- DIRECTIONS FOR THIS TASK: In the virtiofsd email, which error code is suggested to mean “OK to ignore”?

From mboxrd@z Thu Jan  1 00:00:00 1970
Date: Tue, 20 Jul 2021 10:50:31 -0400
From: Vivek Goyal <vgoyal@redhat.com>
Message-ID: <YPbit/qbA4Ussaa5@redhat.com>
References: <20210609155551.44437-1-mreitz@redhat.com>
	<20210609155551.44437-8-mreitz@redhat.com>
	<20210611200459.GB767764@redhat.com>
	<9cea5642-e5ea-961f-d816-0998e52aad9f@redhat.com>
	<20210617212143.GD1142820@redhat.com>
	<1e5dafd2-34e0-1a25-2cb5-6822eaf2502c@redhat.com>
	<20210618182901.GB1252241@redhat.com>
	<eec1bcd6-957d-8e9f-457c-fb717b71336b@redhat.com>
	<eda4ee02-56f8-079d-0829-041ed3471aed@redhat.com>
MIME-Version: 1.0
Content-Type: text/plain; charset="utf-8"
Content-Disposition: inline
Content-Transfer-Encoding: 8bit
In-Reply-To: <eda4ee02-56f8-079d-0829-041ed3471aed@redhat.com>
Subject: Re: [Virtio-fs] [PATCH v2 7/9] virtiofsd: Add inodes_by_handle hash
 table
List-Id: Development discussions about virtio-fs <virtio-fs.redhat.com>
List-Unsubscribe: <https://listman.redhat.com/mailman/options/virtio-fs>,
	<mailto:virtio-fs-request@redhat.com?subject=unsubscribe>
List-Archive: <https://listman.redhat.com/archives/virtio-fs>
List-Post: <mailto:virtio-fs@redhat.com>
List-Help: <mailto:virtio-fs-request@redhat.com?subject=help>
List-Subscribe: <https://listman.redhat.com/mailman/listinfo/virtio-fs>,
	<mailto:virtio-fs-request@redhat.com?subject=subscribe>
To: Max Reitz <mreitz@redhat.com>
Cc: virtio-fs@redhat.com, qemu-devel@nongnu.org

On Tue, Jul 13, 2021 at 05:07:31PM +0200, Max Reitz wrote:

[..]
> > The next question is, how do we detect temporary failure, because if we
> > look up some new inode, name_to_handle_at() fails, we ignore it, and
> > then it starts to work and we fail all further lookups, that’s not
> > good.  We should have the first lookup fail.  I suppose ENOTSUPP means
> > “OK to ignore”, and for everything else we should let lookup fail?  (And
> > that pretty much answers my "what if name_to_handle_at() works the first
> > time, but then fails" question.  If we let anything but ENOTSUPP let the
> > lookup fail, then we should do so every time.)
> 
> I don’t think this will work as cleanly as I’d hoped.

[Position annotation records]

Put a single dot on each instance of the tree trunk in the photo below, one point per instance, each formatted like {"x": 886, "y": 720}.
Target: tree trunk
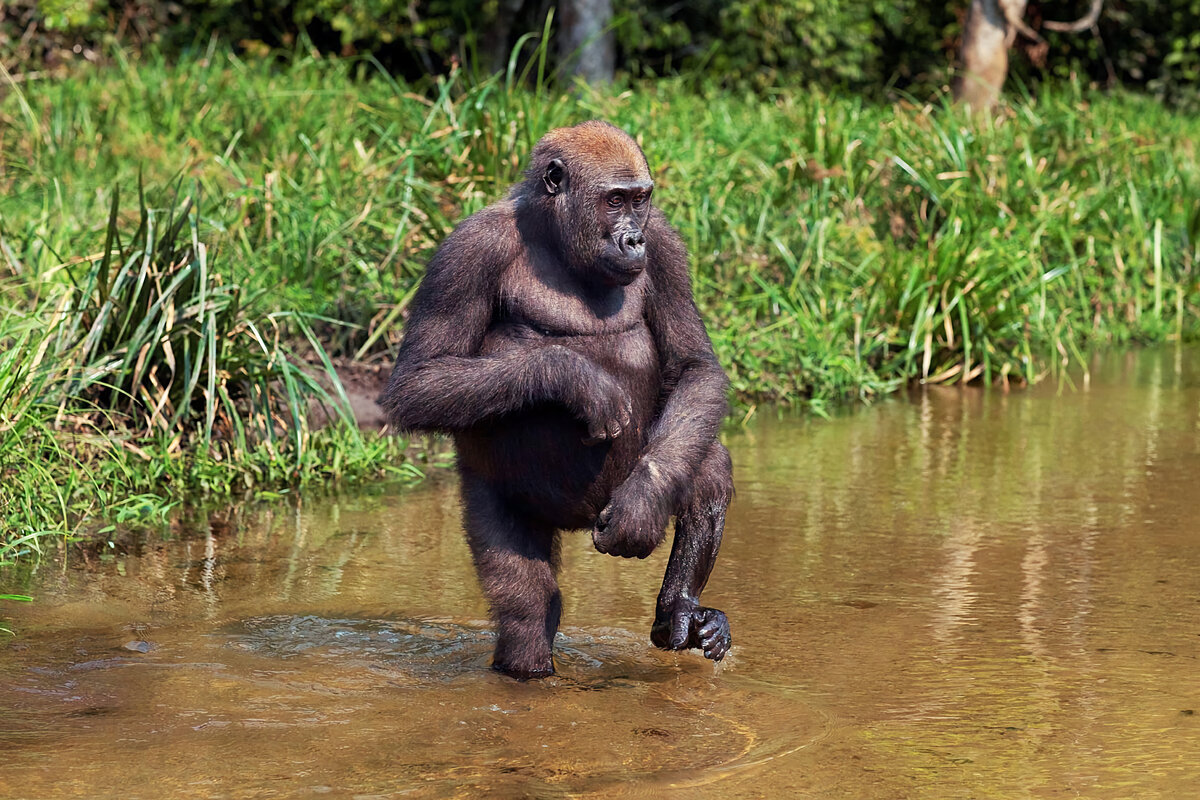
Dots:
{"x": 987, "y": 36}
{"x": 585, "y": 41}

- SOLUTION: ENOTSUPP